**ASSIGNED TASK**
Please go through the records below and return every line holding the word "blue".

**DATA SECTION**
***
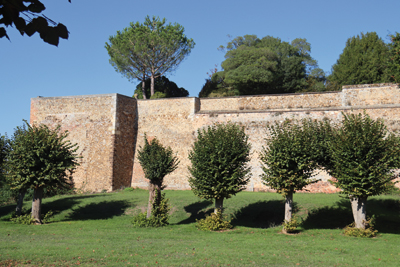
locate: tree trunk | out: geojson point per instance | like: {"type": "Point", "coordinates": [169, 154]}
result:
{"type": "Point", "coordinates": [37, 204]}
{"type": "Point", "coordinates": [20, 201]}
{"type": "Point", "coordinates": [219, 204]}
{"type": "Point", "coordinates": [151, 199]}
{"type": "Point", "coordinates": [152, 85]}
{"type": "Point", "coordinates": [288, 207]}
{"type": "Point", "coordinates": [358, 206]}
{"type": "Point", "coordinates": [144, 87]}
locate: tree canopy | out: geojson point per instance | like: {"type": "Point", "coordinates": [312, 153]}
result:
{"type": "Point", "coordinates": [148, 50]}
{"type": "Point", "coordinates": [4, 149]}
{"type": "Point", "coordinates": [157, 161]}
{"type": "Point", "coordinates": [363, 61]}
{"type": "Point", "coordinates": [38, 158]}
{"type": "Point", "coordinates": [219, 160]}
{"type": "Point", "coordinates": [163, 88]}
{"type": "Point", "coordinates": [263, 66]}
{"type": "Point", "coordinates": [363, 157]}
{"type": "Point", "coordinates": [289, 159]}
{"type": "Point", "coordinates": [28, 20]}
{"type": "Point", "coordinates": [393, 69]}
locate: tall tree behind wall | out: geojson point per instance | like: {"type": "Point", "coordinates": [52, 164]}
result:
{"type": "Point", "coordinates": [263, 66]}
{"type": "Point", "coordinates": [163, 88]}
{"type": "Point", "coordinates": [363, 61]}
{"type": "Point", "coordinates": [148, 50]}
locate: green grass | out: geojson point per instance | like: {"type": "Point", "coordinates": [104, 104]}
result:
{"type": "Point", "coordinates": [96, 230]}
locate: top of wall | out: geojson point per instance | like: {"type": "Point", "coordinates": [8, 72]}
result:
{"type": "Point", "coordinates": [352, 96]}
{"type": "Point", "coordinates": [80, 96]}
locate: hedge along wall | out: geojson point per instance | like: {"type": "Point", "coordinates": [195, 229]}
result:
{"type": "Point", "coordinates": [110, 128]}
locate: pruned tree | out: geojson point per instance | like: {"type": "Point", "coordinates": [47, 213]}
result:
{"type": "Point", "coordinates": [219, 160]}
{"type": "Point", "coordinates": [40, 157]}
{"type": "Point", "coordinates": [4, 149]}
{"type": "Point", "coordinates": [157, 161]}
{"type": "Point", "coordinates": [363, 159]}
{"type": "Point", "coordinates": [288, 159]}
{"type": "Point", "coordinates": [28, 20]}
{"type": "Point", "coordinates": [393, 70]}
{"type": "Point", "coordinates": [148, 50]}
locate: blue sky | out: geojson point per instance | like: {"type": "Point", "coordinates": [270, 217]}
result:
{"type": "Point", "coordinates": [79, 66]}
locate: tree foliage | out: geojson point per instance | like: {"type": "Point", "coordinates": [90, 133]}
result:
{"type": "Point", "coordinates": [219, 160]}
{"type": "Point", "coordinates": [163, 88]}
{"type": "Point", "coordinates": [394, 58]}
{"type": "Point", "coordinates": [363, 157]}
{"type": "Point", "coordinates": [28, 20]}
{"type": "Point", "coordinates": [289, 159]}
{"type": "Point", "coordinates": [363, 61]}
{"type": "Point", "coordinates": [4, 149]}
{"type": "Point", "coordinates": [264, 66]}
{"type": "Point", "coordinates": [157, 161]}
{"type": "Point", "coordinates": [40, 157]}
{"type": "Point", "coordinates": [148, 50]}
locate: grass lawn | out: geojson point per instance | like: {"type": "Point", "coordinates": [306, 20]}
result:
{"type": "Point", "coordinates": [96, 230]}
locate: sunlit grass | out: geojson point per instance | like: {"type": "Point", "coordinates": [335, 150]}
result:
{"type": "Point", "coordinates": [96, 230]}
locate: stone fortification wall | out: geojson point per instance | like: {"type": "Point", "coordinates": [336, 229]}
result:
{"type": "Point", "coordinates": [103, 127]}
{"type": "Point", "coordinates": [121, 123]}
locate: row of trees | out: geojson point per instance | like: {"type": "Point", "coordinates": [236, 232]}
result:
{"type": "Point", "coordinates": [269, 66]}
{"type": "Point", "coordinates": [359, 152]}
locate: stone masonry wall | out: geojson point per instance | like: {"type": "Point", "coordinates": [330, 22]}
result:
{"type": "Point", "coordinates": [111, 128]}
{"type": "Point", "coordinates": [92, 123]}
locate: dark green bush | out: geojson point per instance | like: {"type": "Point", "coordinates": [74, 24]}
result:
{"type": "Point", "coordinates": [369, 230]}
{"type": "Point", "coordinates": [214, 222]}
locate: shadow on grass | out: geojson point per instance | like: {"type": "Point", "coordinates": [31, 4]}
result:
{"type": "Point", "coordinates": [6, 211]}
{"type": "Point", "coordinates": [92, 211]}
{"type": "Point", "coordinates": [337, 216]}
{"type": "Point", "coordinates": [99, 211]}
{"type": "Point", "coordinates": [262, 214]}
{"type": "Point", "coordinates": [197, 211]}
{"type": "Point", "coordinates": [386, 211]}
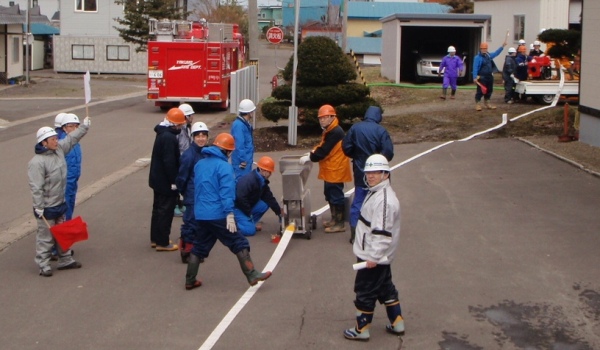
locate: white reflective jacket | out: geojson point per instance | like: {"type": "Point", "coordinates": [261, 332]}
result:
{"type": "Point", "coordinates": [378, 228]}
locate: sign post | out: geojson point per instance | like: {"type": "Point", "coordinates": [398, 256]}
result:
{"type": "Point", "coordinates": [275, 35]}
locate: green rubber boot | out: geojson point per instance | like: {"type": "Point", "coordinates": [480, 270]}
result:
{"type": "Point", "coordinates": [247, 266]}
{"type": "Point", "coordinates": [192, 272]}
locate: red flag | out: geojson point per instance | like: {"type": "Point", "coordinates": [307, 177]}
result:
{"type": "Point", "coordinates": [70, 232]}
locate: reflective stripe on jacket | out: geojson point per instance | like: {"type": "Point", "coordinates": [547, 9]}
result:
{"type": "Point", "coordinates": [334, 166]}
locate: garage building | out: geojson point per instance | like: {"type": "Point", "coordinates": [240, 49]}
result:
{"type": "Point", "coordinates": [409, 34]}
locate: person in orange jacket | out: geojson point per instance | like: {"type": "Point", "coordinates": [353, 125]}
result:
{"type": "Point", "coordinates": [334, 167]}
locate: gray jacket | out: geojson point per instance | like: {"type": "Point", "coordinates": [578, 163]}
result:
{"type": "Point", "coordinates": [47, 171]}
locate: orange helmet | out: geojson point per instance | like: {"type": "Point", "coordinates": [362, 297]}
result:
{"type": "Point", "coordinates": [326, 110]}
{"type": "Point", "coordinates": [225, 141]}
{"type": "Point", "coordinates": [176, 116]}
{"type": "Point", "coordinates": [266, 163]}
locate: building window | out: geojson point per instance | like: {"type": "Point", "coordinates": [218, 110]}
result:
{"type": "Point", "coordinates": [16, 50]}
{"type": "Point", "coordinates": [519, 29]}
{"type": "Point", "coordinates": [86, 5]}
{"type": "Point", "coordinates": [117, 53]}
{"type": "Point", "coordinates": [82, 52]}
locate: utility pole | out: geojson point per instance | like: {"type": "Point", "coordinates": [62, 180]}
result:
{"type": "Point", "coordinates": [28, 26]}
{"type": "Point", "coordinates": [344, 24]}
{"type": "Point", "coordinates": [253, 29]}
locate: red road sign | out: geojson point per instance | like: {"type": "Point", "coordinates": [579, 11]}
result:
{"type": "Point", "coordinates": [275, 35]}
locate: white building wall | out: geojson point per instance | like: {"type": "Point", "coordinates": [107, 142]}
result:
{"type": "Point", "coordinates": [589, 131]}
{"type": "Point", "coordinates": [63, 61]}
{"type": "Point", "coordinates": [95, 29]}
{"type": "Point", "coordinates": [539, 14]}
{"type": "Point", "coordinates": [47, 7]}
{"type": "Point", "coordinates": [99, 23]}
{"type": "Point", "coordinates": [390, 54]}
***
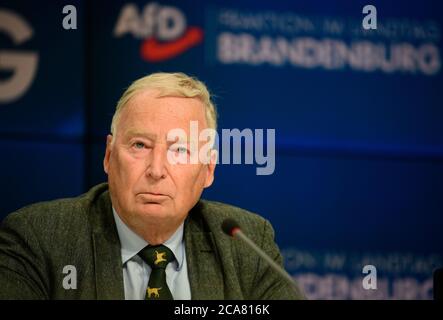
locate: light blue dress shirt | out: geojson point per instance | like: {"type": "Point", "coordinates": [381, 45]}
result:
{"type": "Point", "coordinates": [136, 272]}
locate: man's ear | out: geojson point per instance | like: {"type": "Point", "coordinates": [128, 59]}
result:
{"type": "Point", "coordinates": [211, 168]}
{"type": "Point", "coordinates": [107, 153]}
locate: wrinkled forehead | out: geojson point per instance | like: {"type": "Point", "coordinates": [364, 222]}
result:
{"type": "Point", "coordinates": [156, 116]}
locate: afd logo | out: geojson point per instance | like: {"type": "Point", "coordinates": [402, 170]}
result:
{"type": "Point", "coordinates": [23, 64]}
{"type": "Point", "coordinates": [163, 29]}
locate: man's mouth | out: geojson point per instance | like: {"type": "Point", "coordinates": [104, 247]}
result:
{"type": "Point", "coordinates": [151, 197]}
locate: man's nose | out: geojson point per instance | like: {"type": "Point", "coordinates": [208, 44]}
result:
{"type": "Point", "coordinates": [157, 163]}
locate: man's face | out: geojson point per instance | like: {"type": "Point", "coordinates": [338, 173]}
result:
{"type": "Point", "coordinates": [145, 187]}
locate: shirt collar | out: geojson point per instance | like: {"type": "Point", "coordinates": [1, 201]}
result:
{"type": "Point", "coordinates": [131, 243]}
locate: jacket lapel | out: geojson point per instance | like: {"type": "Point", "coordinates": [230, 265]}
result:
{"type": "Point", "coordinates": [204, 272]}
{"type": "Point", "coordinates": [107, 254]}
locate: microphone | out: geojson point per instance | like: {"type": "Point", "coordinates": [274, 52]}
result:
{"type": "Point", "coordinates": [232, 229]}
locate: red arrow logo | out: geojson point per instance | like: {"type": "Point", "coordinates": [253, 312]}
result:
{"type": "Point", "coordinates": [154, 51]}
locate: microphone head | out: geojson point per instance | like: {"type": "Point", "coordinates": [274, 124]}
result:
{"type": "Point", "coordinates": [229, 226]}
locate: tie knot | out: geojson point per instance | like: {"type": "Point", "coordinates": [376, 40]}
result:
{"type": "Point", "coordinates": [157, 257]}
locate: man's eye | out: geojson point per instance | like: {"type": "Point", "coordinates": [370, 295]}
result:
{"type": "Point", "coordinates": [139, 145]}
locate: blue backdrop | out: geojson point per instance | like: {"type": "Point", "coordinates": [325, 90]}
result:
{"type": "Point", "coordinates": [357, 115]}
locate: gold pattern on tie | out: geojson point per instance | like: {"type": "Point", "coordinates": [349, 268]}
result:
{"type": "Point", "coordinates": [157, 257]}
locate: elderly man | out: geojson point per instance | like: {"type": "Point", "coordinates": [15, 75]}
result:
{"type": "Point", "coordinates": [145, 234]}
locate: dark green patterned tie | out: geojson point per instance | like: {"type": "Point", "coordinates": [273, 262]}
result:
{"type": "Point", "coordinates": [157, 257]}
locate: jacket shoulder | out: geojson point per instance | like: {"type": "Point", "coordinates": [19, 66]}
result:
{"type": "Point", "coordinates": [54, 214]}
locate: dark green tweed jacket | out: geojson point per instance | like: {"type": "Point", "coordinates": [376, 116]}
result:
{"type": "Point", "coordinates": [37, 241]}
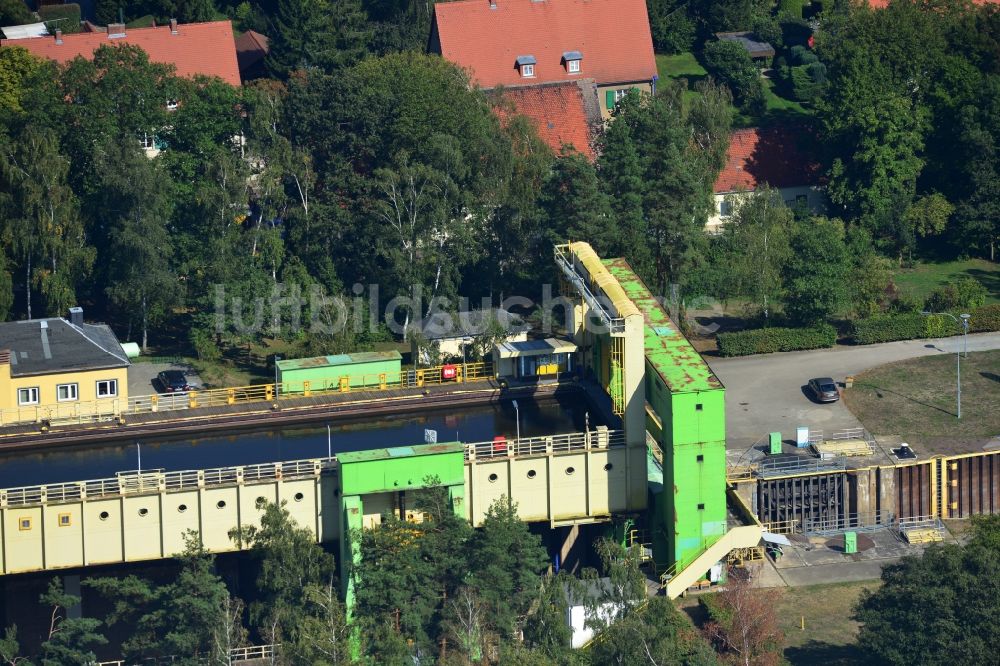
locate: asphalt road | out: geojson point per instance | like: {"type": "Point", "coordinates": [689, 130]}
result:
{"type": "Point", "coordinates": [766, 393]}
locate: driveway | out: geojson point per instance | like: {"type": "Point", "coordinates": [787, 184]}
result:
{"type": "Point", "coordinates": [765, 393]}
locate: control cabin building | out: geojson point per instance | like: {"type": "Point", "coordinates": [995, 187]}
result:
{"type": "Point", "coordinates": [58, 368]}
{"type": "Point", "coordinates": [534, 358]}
***
**RESULT FOR THIS TASK**
locate: blue sky | out: geojson point per instance | like: {"type": "Point", "coordinates": [270, 217]}
locate: light blue dress shirt | out: geojson point per instance | like: {"type": "Point", "coordinates": [381, 45]}
locate: blue backdrop | out: geojson point per instance | like: {"type": "Point", "coordinates": [325, 90]}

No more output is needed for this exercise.